### Description of the task
Transcribe the data in full and exactly, omitting any pictures.

....................

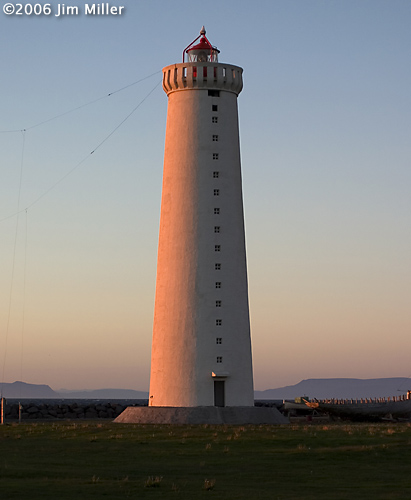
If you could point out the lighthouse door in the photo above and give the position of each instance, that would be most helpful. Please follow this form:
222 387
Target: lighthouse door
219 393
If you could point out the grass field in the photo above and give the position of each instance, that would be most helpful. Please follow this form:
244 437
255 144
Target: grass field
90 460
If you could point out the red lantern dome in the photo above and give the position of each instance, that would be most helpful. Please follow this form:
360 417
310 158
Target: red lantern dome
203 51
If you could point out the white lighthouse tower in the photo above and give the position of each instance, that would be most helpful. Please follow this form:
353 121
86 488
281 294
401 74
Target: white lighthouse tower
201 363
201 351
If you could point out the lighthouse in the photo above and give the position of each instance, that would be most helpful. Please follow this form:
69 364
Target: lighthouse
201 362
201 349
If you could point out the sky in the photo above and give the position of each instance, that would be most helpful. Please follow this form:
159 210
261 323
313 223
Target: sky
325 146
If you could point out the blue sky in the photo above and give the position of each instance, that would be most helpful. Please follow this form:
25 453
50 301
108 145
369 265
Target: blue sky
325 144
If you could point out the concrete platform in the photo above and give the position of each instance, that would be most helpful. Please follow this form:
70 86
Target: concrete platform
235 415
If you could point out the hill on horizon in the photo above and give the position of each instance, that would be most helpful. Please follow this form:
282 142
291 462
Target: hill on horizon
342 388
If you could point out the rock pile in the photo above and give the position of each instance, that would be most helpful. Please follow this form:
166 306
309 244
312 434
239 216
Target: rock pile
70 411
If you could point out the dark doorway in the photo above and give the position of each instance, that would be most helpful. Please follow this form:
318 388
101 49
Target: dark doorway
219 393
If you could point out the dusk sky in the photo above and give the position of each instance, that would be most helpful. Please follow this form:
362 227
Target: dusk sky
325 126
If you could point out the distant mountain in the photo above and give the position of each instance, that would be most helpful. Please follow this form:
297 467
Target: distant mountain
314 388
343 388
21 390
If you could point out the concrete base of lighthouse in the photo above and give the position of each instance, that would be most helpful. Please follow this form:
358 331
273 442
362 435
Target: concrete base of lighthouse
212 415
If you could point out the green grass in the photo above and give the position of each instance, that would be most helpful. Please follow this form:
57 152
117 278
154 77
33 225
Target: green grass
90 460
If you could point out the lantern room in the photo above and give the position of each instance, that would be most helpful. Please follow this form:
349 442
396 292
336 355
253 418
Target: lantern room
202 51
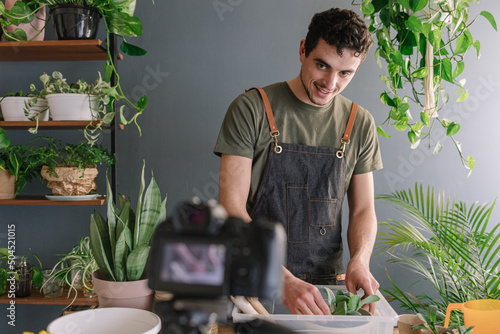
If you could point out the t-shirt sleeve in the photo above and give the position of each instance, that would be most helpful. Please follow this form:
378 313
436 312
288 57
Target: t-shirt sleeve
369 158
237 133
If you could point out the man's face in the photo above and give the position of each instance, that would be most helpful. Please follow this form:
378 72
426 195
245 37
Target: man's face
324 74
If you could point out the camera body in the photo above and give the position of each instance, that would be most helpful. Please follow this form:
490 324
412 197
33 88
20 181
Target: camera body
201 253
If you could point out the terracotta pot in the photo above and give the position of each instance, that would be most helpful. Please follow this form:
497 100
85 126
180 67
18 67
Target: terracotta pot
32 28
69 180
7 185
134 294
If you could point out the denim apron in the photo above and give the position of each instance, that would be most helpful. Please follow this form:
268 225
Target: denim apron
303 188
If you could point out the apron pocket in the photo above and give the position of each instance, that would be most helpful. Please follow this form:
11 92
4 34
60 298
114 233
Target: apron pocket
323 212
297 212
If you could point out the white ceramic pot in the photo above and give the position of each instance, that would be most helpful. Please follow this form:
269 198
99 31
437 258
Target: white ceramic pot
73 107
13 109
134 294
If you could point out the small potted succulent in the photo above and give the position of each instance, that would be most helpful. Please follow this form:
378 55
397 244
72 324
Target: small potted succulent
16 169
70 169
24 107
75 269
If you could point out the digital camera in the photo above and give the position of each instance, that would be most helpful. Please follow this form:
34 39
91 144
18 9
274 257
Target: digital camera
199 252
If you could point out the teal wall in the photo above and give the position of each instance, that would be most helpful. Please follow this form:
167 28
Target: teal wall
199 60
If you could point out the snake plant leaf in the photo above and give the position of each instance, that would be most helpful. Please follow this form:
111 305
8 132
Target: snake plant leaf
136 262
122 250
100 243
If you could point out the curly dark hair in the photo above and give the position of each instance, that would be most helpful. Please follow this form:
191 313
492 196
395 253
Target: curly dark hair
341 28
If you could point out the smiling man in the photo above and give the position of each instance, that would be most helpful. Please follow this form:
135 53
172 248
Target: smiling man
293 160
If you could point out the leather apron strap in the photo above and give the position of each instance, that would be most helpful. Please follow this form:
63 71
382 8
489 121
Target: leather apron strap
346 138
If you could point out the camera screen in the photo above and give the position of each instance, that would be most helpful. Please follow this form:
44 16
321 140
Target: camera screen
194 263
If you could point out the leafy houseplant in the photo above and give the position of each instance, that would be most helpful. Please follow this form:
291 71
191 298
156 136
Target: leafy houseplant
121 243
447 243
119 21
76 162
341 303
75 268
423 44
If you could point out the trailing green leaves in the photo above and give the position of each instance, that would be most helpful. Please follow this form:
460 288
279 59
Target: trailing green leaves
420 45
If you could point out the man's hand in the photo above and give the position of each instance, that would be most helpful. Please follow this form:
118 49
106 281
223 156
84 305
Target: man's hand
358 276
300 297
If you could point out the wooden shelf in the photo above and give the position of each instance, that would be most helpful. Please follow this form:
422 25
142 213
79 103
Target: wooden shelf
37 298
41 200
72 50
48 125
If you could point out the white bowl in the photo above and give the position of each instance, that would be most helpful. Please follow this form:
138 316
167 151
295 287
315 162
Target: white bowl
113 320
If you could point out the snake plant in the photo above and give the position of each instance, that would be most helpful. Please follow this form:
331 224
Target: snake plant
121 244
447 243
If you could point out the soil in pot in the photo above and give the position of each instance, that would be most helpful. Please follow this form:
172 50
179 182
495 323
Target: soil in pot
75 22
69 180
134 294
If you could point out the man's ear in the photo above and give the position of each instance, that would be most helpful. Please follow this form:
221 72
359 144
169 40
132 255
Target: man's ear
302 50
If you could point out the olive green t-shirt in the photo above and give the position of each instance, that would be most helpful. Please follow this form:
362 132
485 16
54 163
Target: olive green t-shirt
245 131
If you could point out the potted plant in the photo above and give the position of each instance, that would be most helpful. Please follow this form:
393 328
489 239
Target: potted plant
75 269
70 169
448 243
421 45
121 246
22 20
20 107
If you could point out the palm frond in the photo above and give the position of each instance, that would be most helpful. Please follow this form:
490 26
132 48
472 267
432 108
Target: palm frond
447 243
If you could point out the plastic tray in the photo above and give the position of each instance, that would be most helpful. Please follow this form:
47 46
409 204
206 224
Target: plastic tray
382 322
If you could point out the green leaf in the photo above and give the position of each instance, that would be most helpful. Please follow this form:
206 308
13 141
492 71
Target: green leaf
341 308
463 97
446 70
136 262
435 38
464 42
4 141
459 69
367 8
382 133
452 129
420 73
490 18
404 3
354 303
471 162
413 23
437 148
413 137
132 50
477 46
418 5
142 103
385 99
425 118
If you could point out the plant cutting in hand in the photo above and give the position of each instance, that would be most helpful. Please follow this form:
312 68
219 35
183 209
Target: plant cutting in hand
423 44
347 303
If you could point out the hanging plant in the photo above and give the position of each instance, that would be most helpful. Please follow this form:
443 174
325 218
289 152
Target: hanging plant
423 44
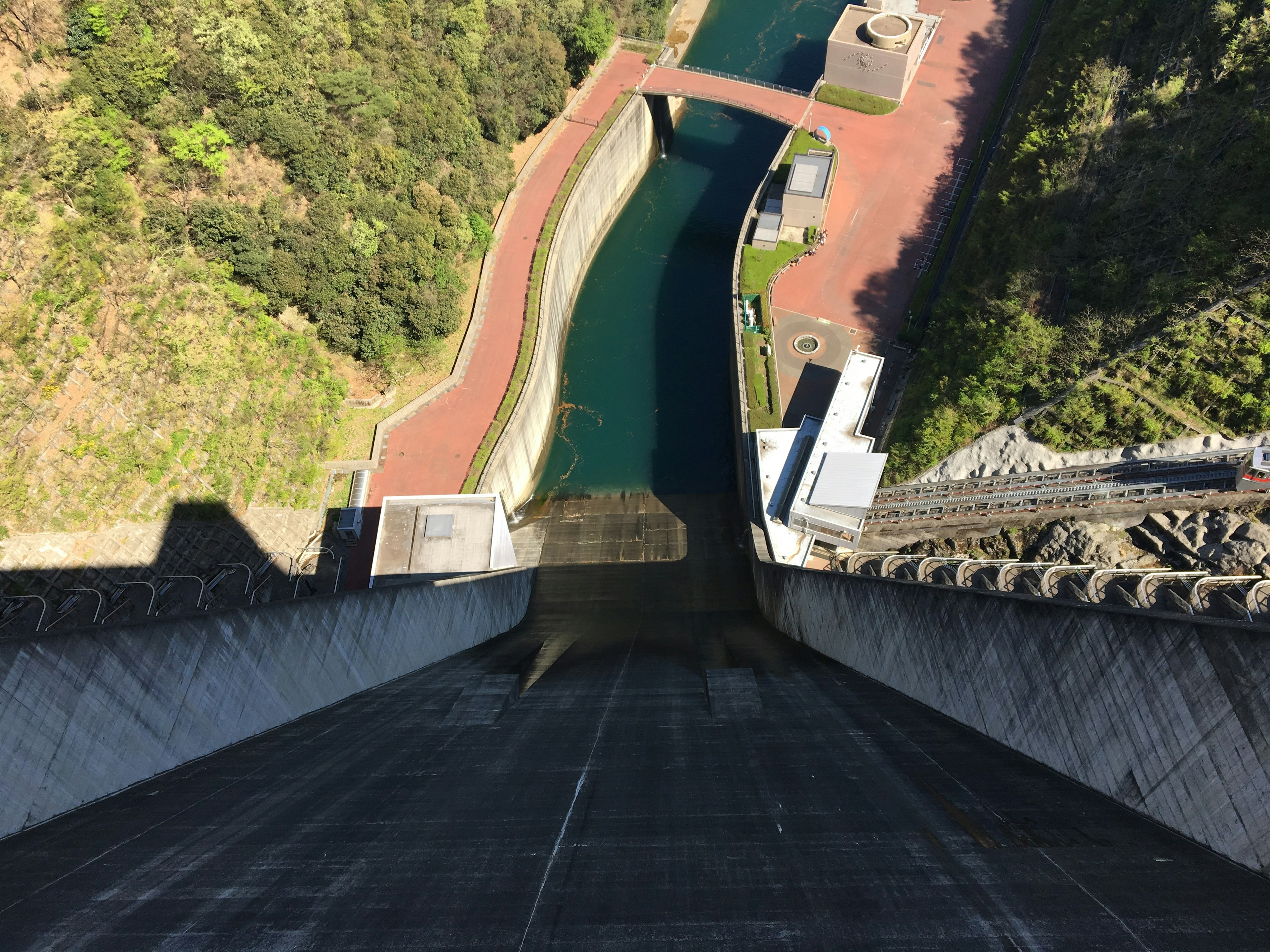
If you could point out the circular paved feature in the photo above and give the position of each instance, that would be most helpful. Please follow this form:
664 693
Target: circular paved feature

....................

### Solution to this problem
If you could point out the lighthouse door in the photo above and give the position of each instance, that would be most helpful. Please follow this form:
222 387
Target: lighthouse door
219 393
If you could point out the grass field in the photo above and give the position of each instance, that would be most helpful. Please follow this form:
244 437
255 144
Target: grass field
90 460
If you could point out the red lantern dome in the photo above and give the position of each instance, that would be most helpful. Please follow this form:
360 417
310 158
Target: red lantern dome
203 51
If you could point out the white lighthouse tower in the photo above and give the position of each instance, that would be most helpful. Please follow this form:
353 121
86 488
281 294
401 74
Target: white lighthouse tower
201 363
201 351
If you could point out the lighthouse in the photo above and give the position of each instance, that would be most helpful. Please follow this form:
69 364
Target: lighthouse
201 362
201 349
If you could point out the sky in the photo above and give the position of each instance, that would be most helpful. Please follow this form:
159 210
261 323
313 223
Target: sky
325 146
If you could point out the blue sky in the photo above and give the position of each instance, that would be most helpful. Please follow this form:
25 453
50 301
108 145
369 265
Target: blue sky
325 144
If you could point out the concrete platform in the photo above and give the position of each instance, that would be most helpful. Please follow this form:
70 86
Target: concrete platform
235 415
If you could point out the hill on horizon in the photo above and give the position of each instance, that would be most helpful. Please follow this form:
282 142
291 462
Target: hill on horizon
342 388
If you could point out the rock pile in the photo above and give the position of each instance, that would be most helpful. Please follow this form:
166 306
309 244
312 434
239 216
Target: rock pile
70 411
If you could point out the dark doorway in the photo above and give the position of each instance, that would be most helpful. Please follow this form:
318 388
101 49
Target: dark doorway
219 393
If you could point out the dusk sky in the photo above and give the position of each instance, that would be most helpful. Please follow this form:
362 227
Target: dusk sky
325 126
If you could point out the distant mountain in the photo above and give the position of each instance, that would be most helpful. Please follow this form:
297 467
Target: distant mountain
314 388
343 388
21 390
If you could point out the concrete base of lighthouse in the photo above and give the position of each instance, that would be most helpful. Please follow this form:
358 331
273 442
362 435
Target: concrete base of lighthouse
212 415
If you could point out the green grass in the photo above and give the position of each instance, that would be most helpful. Please follow this form:
57 152
117 278
154 77
33 225
Target: green grass
90 460
If you could point out the lantern room in the photo above and give the position of each instance, that would be most helpful. Please follow this form:
349 442
396 292
336 355
253 418
Target: lantern room
202 51
If you could point out the t-shirt sleeve in the photo above and give the position of each instance, that would be most helpful. Please follow this form:
378 313
436 312
288 57
Target: t-shirt sleeve
369 158
237 133
If you could point out the man's face in the photo above and give the position of each instance, that would be most helpful. Please follow this form:
378 72
426 195
245 37
Target: man's face
324 74
If you could point out the camera body in the photo above and give the position of each instance, that would be most helpful. Please follow this form:
490 324
412 197
33 88
20 181
Target: camera body
201 253
If you could point out the terracotta pot in the photo above and give the position of each instance, that would be most helpful. Please follow this form:
497 100
85 126
180 67
18 67
Target: terracotta pot
32 28
69 180
7 185
134 294
If you could point out the denim apron in the photo above and give the position of each instance, that would be most helpful. Please follow this form:
268 225
Target: denim apron
303 188
If you could point out the apron pocket in the photo above and give the position of each instance, that would be most helpful. Please follow this form:
11 92
4 34
60 298
114 233
Target: apron pocket
323 212
297 212
If you could point out the white ceramic pot in the photo above and give the position of each instance, that would be most helpful. Please follow this form:
269 198
99 31
437 258
Target: white ceramic pot
73 107
13 109
134 294
If you could point out the small potted succulent in the photo above and give the position of each instance, that would be most helpful. Please follow this form:
378 55
397 244
72 324
Target: small potted succulent
16 169
70 169
24 107
75 269
If you could point out the digital camera in the photo above and give the position of each instance, that would be most helpful. Please follow this form:
34 39
91 144
18 9
274 257
Target: digital camera
199 252
If you could point out the teal wall in the photo above and give the position of each instance, that would be most helpful. Please follow this form:
167 28
Target: teal wall
199 60
If you could point out the snake plant leaf in the photo above and give the position of each instance, that would be most helpful. Please follow this form:
111 305
8 132
Target: snake plant leaf
136 262
122 250
100 243
If you could point out the curly dark hair in the photo above and give the position of each instance, that would be most helpful. Please follow this form:
191 313
492 196
395 253
Target: curly dark hair
341 28
If you could point out the smiling man in the photo above and give the position of each instance, that would be most helpful. Please follow this form:
135 53
172 248
Target: smiling man
293 160
If you could point out the leather apron strap in the photo above and give the position of each instance, that would be most helpful. Please follow this form:
63 71
382 8
489 121
Target: leather apron strap
346 138
If you could point out the camera screen in the photo above and give the position of each instance, that would be most helpful. Please follow this form:
44 16
321 140
Target: camera screen
194 263
If you could point out the leafy houseplant in the photo above and give the position of each instance, that would be most helpful. Please follow this form:
291 71
191 298
156 136
Target: leafy houseplant
121 243
447 243
119 21
76 162
341 303
75 268
423 44
If you could point out the trailing green leaves in the photo above and give the position of each instance, that would be most helpful. Please follow this form:
460 288
279 59
Target: trailing green leaves
420 45
If you could point out the man's hand in the photo above and give the position of each instance, that would be most helpful. Please follow this form:
118 49
106 281
223 156
84 305
Target: man's hand
358 276
300 297
If you could point out the wooden shelf in the photo above and give the position of each instance, that would be most helpful. Please follow this form:
422 25
142 213
79 103
Target: wooden shelf
37 298
41 200
72 50
48 125
If you could point out the white bowl in the photo above and give the position of each instance, that would be most helpful. Please follow this form:
138 316
167 151
295 287
315 162
Target: white bowl
113 320
If you could point out the snake plant in the photo above and give the position of each instance, that would be most helpful. Please follow this form:
331 224
Target: snake plant
121 244
447 243
If you could point out the soil in pot in the photo above and give the position of each instance, that would be most helpful. Please follow this form:
172 50
179 182
495 323
Target: soil in pot
75 22
69 180
134 294
If you could point out the man's ear in the photo above and give the position of each instance, that would be most helpful. Please follow this form:
221 72
359 144
169 40
132 255
Target: man's ear
302 50
If you could point out the olive green t-shirt in the photo above and give the position of each instance, that would be most helpful. Please follow this form:
362 132
485 16
54 163
Target: olive green t-shirt
245 131
If you could point out the potted plant in the photo above and give the position of each instance, that would be most helpful. Please follow this form:
393 328
489 239
Target: potted plant
75 269
70 169
448 243
421 45
121 246
22 20
20 107
If you could point out the palm frond in the photo above and give the position of each instance, that would be most helpful. Please follow this form:
490 26
132 48
472 267
432 108
Target: palm frond
447 243
If you could point out the plastic tray in the photo above and give the position of each instance, that would be most helpful. Please follow this form:
47 46
409 204
206 224
Target: plastic tray
382 322
If you could point out the green leaf in the photo above and give the position of each instance, that would be most helpful. Please follow this form:
206 308
13 141
492 71
Target: green leaf
341 308
463 97
446 70
136 262
435 38
464 42
4 141
459 69
367 8
382 133
452 129
420 73
490 18
404 3
354 303
471 162
413 23
437 148
413 137
132 50
477 46
418 5
142 103
385 99
425 118
If you could point out the plant cutting in hand in the photo above and give the position of each instance, that would be most helpful. Please follow this form:
312 68
219 35
183 209
Target: plant cutting in hand
423 44
347 303
If you could point out the hanging plant in the photo above and give the position of each instance, that would be most helpful. Please follow this form:
443 174
325 218
289 152
Target: hanging plant
423 44
If you could point out the circular paved feature in the photo above and give the position of each instance, that would be most helpful. Please follow this form:
664 693
Target: circular paved feature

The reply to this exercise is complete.